## [GIVEN REQUEST 1]
Rewrite the storage architecture page from "Path Breakdown" to "IDs per execution)", putting "folder" in place of "directory".

Storage Architecture
Nagelfluh uses a per-project bucket architecture with IAM-enforced security for dataset storage.
Related documentation: - Process Types - How process types use storage_context in their run() method - Environment - How storage credentials and configuration are injected into pods
Storage Backends
Development: MinIO
- S3-compatible object storage running in Minikube
- Automatic bucket/user/policy creation on project creation
- Credentials injected via Kubernetes secrets
- Port-forwarded to
localhost:9000for backend access
Production: Cloud Storage
- Google Cloud Storage (GCS): Recommended for GCP deployments
- Workload Identity for pod authentication
- No explicit credentials needed
- AWS S3: Recommended for AWS deployments
- IRSA (IAM Roles for Service Accounts) for pod authentication
- No explicit credentials needed
- Azure Blob Storage: Supported via fsspec
Bucket Structure
Each project gets its own isolated bucket:
s3://nagelfluh-project-{project-id}/
├── uploads/
│ └── {upload-id}/
│ ├── metadata.json
│ └── uploaded-file.xyz
└── processes/
└── {process-id}/
└── datasets/
└── {dataset-id}/
├── root.msgpack # Main dataset file
├── root.geojson # Alternative format
└── parts/
├── chunk-0.msgpack
├── chunk-1.msgpack
└── ...
Path Breakdown
uploads/{upload-id}/: User-uploaded files- Uploaded via backend API
- Accessible by all processes in the project
-
Immutable after upload
-
processes/{process-id}/datasets/{dataset-id}/: Process outputs - Written by process pods
- Each process writes to its own directory
- No overwrites possible (unique IDs per execution)

## [GIVEN REQUEST 2]
Return each line of the records that contains the string "grass".

## [EXERCISE INPUTS]
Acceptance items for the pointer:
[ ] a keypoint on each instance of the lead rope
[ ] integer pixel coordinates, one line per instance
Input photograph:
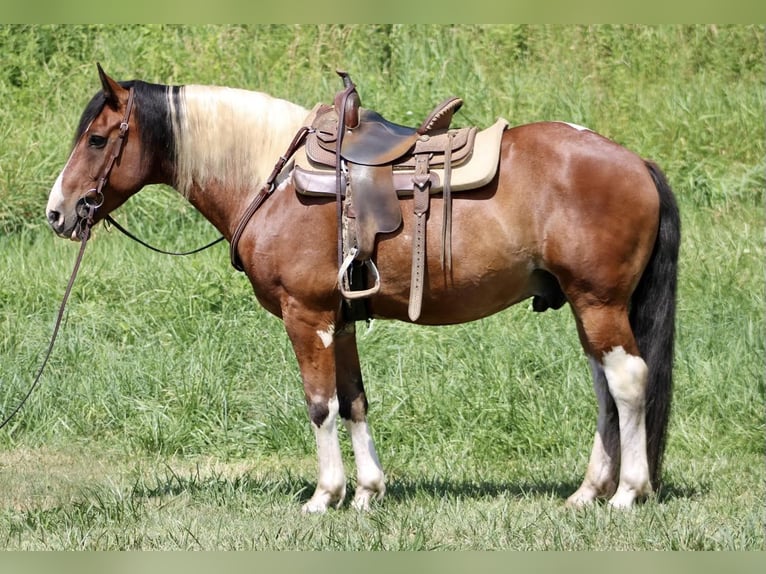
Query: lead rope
(91, 203)
(84, 236)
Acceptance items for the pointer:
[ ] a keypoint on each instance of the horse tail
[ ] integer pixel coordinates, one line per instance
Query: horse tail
(652, 319)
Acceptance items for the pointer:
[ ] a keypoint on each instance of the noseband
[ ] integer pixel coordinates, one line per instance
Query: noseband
(86, 211)
(94, 198)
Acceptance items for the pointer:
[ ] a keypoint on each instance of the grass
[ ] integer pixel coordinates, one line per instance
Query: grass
(171, 415)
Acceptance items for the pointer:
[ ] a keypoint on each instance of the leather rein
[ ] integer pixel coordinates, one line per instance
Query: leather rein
(86, 211)
(94, 199)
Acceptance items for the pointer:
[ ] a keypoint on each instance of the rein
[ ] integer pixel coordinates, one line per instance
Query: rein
(263, 195)
(94, 199)
(127, 233)
(86, 210)
(84, 236)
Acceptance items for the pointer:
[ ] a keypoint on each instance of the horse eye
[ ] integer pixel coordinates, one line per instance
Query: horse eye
(96, 141)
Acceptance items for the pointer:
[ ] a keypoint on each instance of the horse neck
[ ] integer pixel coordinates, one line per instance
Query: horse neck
(228, 142)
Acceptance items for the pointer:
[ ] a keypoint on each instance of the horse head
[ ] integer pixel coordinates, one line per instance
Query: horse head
(105, 166)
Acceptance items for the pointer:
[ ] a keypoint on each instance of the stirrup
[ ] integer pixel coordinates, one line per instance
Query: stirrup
(343, 279)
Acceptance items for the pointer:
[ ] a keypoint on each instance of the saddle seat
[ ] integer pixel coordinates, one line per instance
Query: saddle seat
(378, 141)
(366, 162)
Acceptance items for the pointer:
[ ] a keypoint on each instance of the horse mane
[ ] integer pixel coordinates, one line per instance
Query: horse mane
(230, 136)
(153, 116)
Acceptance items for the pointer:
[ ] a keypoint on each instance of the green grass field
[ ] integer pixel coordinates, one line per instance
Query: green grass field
(171, 414)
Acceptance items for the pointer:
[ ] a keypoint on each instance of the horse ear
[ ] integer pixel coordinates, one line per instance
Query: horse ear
(111, 88)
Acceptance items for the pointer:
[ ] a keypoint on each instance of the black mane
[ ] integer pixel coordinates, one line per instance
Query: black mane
(152, 114)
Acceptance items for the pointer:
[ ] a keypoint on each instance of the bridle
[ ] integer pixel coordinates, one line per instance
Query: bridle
(86, 211)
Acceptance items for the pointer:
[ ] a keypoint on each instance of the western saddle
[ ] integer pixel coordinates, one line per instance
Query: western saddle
(369, 162)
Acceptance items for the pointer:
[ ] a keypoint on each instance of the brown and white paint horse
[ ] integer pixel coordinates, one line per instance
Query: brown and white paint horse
(570, 216)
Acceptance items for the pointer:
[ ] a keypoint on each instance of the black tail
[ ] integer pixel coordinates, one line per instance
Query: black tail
(652, 318)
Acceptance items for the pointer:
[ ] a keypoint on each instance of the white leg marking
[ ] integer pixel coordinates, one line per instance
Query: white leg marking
(626, 375)
(370, 483)
(327, 336)
(331, 484)
(598, 477)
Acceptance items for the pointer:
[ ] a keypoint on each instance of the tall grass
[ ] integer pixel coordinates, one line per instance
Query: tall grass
(171, 415)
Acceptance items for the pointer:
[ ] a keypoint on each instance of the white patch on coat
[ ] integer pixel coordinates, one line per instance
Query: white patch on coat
(579, 128)
(327, 336)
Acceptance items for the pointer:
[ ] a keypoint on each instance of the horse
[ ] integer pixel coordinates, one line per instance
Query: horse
(570, 216)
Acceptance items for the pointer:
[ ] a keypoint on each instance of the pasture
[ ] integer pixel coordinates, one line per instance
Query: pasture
(171, 414)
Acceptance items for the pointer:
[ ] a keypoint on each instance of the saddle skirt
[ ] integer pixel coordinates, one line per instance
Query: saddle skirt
(474, 164)
(373, 163)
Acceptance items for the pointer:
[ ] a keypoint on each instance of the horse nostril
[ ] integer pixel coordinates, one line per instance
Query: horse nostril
(53, 218)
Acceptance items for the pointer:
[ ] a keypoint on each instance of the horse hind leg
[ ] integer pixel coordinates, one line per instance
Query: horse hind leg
(370, 484)
(606, 334)
(603, 466)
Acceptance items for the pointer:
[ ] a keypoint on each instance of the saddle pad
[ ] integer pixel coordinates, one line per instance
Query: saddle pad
(476, 171)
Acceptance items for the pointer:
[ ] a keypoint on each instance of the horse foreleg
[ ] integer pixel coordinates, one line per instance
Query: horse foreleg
(313, 345)
(370, 484)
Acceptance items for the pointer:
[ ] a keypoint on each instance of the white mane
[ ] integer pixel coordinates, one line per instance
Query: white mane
(230, 136)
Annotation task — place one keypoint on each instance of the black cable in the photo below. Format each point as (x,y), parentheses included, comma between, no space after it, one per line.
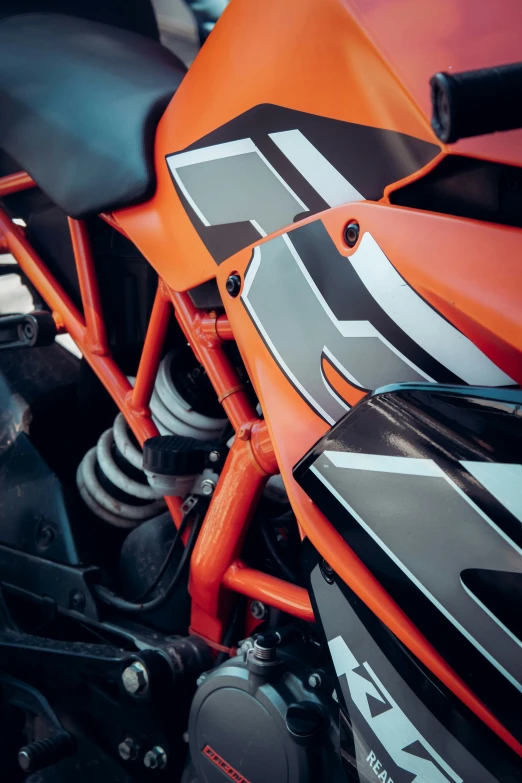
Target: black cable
(232,630)
(272,548)
(161,573)
(111,599)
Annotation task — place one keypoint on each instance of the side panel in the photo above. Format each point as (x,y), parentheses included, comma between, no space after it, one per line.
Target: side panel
(425,484)
(398,726)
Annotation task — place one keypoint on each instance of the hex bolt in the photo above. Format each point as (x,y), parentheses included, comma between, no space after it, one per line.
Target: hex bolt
(129,749)
(45,537)
(207,487)
(155,758)
(258,610)
(351,233)
(135,679)
(77,601)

## [WRITTEN ANSWER 1]
Path Breakdown
uploads/{upload-id}/: User-uploaded files- Uploaded via backend API
- Accessible by all processes in the project
-
Immutable after upload
-
processes/{process-id}/datasets/{dataset-id}/: Process outputs - Written by process pods
- Each process writes to its own folder
- No overwrites possible (unique IDs per execution)

## [WRITTEN ANSWER 2]
[ ] a keypoint on each instance of the grass
Query: grass
[ ] a keypoint on each instance of the green grass field
Query: green grass field
[ ] a keypoint on each instance of the tall grass
Query: tall grass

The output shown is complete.